» EXERCISE INSTRUCTIONS
A. Answer these questions from the notebook on gathering file information, one answer a line, marked like the questions:
(i) What name pattern does the CSV log file follow?
(ii) From which section of `configs.ini` are MASTER_REGEX_PHOTOS_1 and MASTER_REGEX_VIDEOS_1 read?
(iii) What path is printed as the Source Directory?
B. Put this sentence from the notebook on gathering file information into Spanish: "Information is also logged inside a csv file named `info-ddmmyy-hhmmss.csv` after information is gathered about the `source-dir`"
C. Write the next part of the notebook on gathering file information, starting right after its last line.

# 1. Gathering Information about the files in source folder:

Blow Info is displayed after gathering the details from the `source-dir`
* List total number of files 
* List of all File Formats
* Check if it matches the MASTER_REGEX 

Information is also logged inside a csv file named `info-ddmmyy-hhmmss.csv` after information is gathered about the `source-dir`

## [1.1] Get `configs.ini` : 

In [1]:
# https://stackoverflow.com/questions/8884188/how-to-read-and-write-ini-file-with-python3
import configparser
config = configparser.ConfigParser()

In [4]:
config.read('configs.ini')
source_dir      = config['INFOGATHER']['source_dir']
destination_dir = config['INFOGATHER']['destination_dir_pv'] 
log_dir         = config['INFOGATHER']['loginfo_dir'] 

MASTER_REGEX_PHOTOS_1 = config['NOEDIT']['MASTER_REGEX_PHOTOS_1'] 
MASTER_REGEX_VIDEOS_1 = config['NOEDIT']['MASTER_REGEX_VIDEOS_1'] 


In [5]:
print("Source Directory: ",source_dir)
print("Destionation Directory: ",destination_dir)
print("Log Info Directory: ",log_dir)

Source Directory:  D:/Photo-Project/R_PhotosUnsorted/Plain-01
Destionation Directory:  D:/Photo-Project/PythonPhotoSort/temp/destination-dir
Log Info Directory:  D:/Photo-Project/PythonPhotoSort/temp/loginfo-dir


In [6]:
print("MASTER_REGEX_PHOTOS_1 : ",MASTER_REGEX_PHOTOS_1)
print("MASTER_REGEX_VIDEOS_1 : ",MASTER_REGEX_VIDEOS_1)

» GIVEN DATA
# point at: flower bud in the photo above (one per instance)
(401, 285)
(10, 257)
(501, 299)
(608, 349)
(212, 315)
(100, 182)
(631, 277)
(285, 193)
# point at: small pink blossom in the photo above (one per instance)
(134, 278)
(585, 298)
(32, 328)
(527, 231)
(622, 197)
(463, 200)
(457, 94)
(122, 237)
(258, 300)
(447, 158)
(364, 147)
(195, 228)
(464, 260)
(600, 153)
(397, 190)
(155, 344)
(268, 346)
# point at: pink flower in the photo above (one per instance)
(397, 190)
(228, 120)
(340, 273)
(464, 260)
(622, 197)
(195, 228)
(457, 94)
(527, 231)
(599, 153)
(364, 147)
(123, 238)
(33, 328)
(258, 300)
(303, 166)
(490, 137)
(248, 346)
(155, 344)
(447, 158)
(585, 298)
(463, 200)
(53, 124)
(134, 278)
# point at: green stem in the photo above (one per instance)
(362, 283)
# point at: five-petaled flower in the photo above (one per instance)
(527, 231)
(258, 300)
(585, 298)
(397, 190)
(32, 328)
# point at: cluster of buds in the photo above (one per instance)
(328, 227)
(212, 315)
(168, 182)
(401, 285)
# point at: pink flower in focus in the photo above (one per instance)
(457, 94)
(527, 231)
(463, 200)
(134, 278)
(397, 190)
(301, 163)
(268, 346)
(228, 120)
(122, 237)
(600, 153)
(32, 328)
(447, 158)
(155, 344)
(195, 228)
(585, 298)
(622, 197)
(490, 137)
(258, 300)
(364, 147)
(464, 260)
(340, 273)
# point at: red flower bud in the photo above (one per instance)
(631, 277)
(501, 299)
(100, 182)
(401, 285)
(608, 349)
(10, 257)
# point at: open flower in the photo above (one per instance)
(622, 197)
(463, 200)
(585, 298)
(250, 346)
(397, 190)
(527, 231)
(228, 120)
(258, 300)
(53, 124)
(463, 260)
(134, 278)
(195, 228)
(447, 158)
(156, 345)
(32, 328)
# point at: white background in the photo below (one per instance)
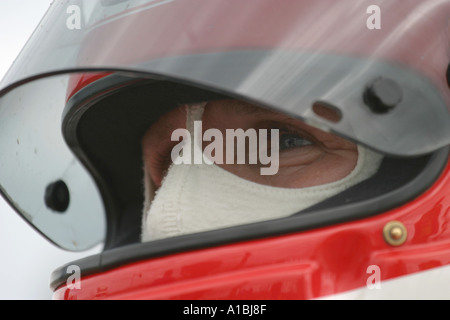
(26, 258)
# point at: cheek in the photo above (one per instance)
(157, 144)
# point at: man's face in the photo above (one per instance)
(307, 156)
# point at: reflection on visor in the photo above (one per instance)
(39, 175)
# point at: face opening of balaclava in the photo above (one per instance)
(202, 197)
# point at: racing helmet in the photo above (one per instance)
(96, 75)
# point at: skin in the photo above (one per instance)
(323, 159)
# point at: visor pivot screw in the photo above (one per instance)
(57, 196)
(394, 233)
(382, 95)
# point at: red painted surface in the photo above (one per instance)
(298, 266)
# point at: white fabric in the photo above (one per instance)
(195, 198)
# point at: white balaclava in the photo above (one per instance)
(201, 197)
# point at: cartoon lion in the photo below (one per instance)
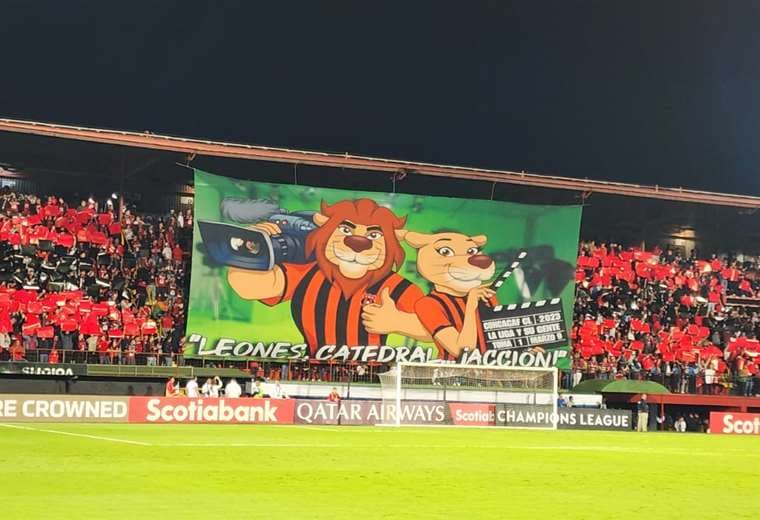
(349, 294)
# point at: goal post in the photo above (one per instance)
(508, 396)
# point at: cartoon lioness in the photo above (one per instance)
(454, 264)
(349, 295)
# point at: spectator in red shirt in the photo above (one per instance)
(171, 388)
(17, 351)
(334, 396)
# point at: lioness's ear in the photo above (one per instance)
(319, 219)
(417, 240)
(480, 240)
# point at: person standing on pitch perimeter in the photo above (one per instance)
(232, 390)
(334, 396)
(643, 413)
(191, 388)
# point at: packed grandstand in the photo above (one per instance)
(96, 282)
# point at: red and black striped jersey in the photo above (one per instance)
(438, 311)
(325, 317)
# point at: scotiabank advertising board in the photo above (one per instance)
(735, 423)
(210, 410)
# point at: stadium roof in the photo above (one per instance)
(193, 147)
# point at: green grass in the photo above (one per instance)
(225, 471)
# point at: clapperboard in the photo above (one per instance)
(525, 325)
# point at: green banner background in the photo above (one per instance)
(549, 233)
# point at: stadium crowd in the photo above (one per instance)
(662, 316)
(97, 282)
(92, 282)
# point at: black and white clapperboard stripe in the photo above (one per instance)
(525, 325)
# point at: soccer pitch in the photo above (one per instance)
(311, 472)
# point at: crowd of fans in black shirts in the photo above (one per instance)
(91, 282)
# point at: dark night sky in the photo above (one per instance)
(641, 91)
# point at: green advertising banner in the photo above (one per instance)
(298, 272)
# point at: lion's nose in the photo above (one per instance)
(358, 244)
(482, 261)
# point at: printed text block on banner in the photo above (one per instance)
(525, 325)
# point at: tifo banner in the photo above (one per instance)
(735, 423)
(210, 410)
(63, 408)
(297, 272)
(43, 369)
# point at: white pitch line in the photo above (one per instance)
(429, 447)
(71, 434)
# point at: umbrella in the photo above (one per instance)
(621, 386)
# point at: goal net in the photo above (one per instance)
(473, 395)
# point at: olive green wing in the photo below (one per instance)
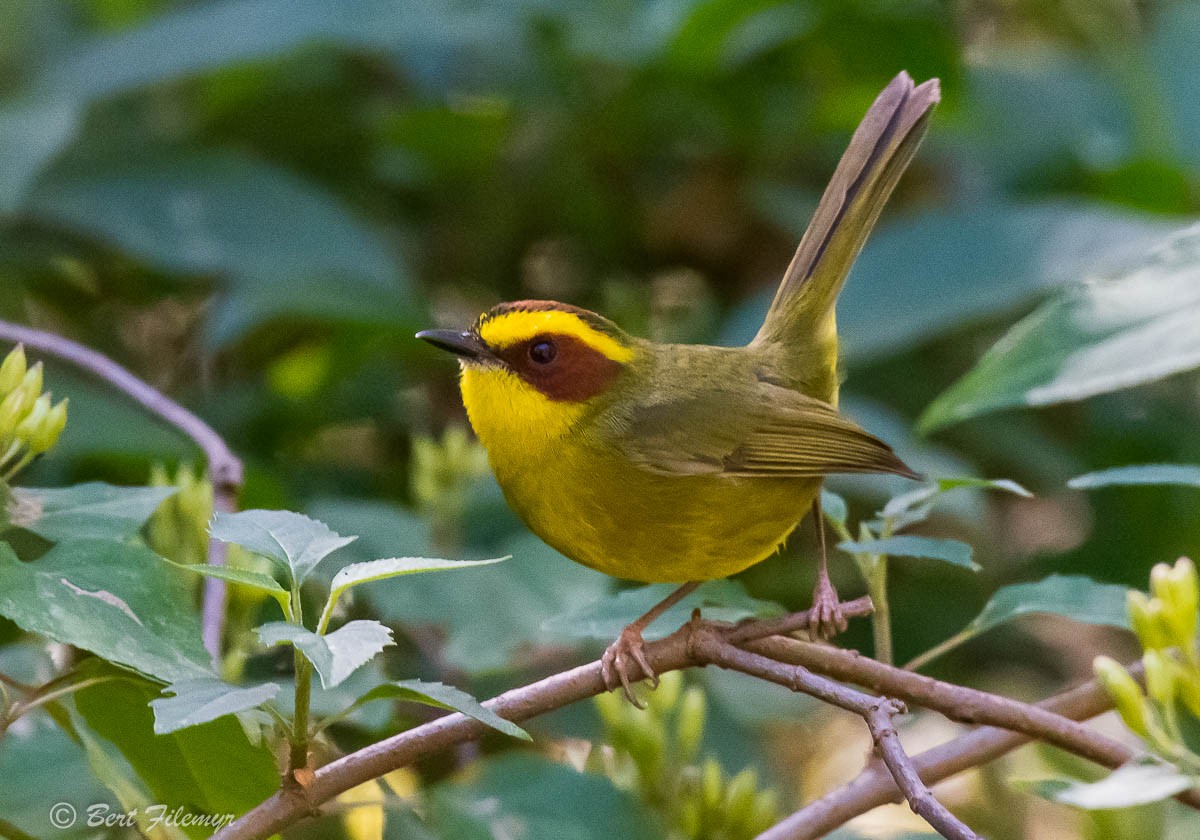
(769, 431)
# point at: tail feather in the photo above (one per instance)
(879, 153)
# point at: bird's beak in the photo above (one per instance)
(463, 345)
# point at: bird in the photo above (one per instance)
(682, 463)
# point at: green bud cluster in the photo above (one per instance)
(1165, 624)
(179, 529)
(657, 754)
(442, 474)
(30, 424)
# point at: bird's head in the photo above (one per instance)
(532, 369)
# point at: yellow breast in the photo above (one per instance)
(599, 509)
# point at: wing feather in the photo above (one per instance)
(771, 432)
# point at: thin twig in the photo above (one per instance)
(287, 807)
(957, 702)
(921, 799)
(225, 467)
(879, 713)
(875, 786)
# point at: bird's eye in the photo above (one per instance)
(543, 352)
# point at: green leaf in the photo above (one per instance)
(91, 510)
(395, 567)
(948, 551)
(255, 580)
(210, 768)
(989, 261)
(31, 133)
(520, 594)
(1093, 339)
(283, 246)
(1132, 784)
(41, 766)
(118, 600)
(198, 701)
(293, 540)
(1179, 474)
(1073, 597)
(443, 697)
(1069, 595)
(335, 655)
(923, 497)
(718, 600)
(118, 777)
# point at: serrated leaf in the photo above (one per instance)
(114, 599)
(293, 540)
(1132, 784)
(179, 767)
(255, 580)
(395, 567)
(93, 510)
(948, 551)
(718, 600)
(919, 497)
(443, 697)
(198, 701)
(1098, 337)
(335, 655)
(520, 594)
(1177, 474)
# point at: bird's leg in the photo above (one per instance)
(630, 646)
(826, 619)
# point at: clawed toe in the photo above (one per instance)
(826, 618)
(615, 665)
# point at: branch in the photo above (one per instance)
(671, 654)
(877, 712)
(875, 786)
(225, 467)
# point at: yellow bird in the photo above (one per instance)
(677, 462)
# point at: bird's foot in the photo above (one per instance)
(826, 618)
(615, 664)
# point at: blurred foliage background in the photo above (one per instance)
(253, 204)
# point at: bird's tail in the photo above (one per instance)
(882, 147)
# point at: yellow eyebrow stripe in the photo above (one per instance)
(513, 328)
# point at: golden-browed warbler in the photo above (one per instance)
(683, 463)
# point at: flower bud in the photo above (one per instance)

» RESPONSES
A.
(i) `info-ddmmyy-hhmmss.csv`
(ii) NOEDIT
(iii) D:/Photo-Project/R_PhotosUnsorted/Plain-01

B. La información también se registra en un archivo csv llamado `info-ddmmyy-hhmmss.csv` después de recopilar la información sobre el `source-dir`.

C.
MASTER_REGEX_PHOTOS_1 :  ^[iImMgG]{3}[-_]([0-9]{8})[-_].*\.(?:jpg|jpeg)$
MASTER_REGEX_VIDEOS_1 :  ^[VvIiDdvideo]{3,}[-_]([0-9]{8})[-_].*\.(?:mp4)$


## [1.2] Loop through folder and fetch info: 


In [7]:
import re
import os
from datetime import datetime
import shutil

In [8]:
input_folder_path  = source_dir
output_folder_path = destination_dir


In [9]:
# Log file name 
temp = "info-" + datetime.now().strftime("%Y%m%d-%H%M%S") + ".csv"
csv_file           = os.path.join(log_dir, temp)
print("Info CSV File: ", csv_file) 

Info CSV File:  D:/Photo-Project/PythonPhotoSort/temp/loginfo-dir\info-20240519-140725.csv


In [10]:
FILE_COUNT = 0
FILE_EXT_LIST = set([])
FILE_EXT_COUNTER = []

In [11]:
csvfile_handle = open(csv_file, "w", encoding="utf-8")
csvfile_handle.write("Filename;Extension;regex_photos_match;regex_videos_match;Extracted TS;Path;Null\n")
print()




In [12]:
src = input_folder_path
dst = output_folder_path

# OS.walk() generate the file names in a directory tree (nested subfolders) by walking the tree either top-down or bottom-up.
for root, subdirs, files in os.walk(src):
    for file in files:
        path = os.path.join(root, file)
        
        _filenameonly = file   # e.g. IMG_20150829_141244.jpg
        _extension = os.path.splitext(file)[1] # e.g. jpg

        regex_photos_match = False
        regex_videos_match = False
        
        _extracted_ts = "Null" # extracted timestamp 

        m1 = re.search(r'{}'.format(MASTER_REGEX_PHOTOS_1), file)
        if m1: 
            _extracted_ts = m1.group(1)
            regex_photos_match = True

        m2 = re.search(r'{}'.format(MASTER_REGEX_VIDEOS_1), file)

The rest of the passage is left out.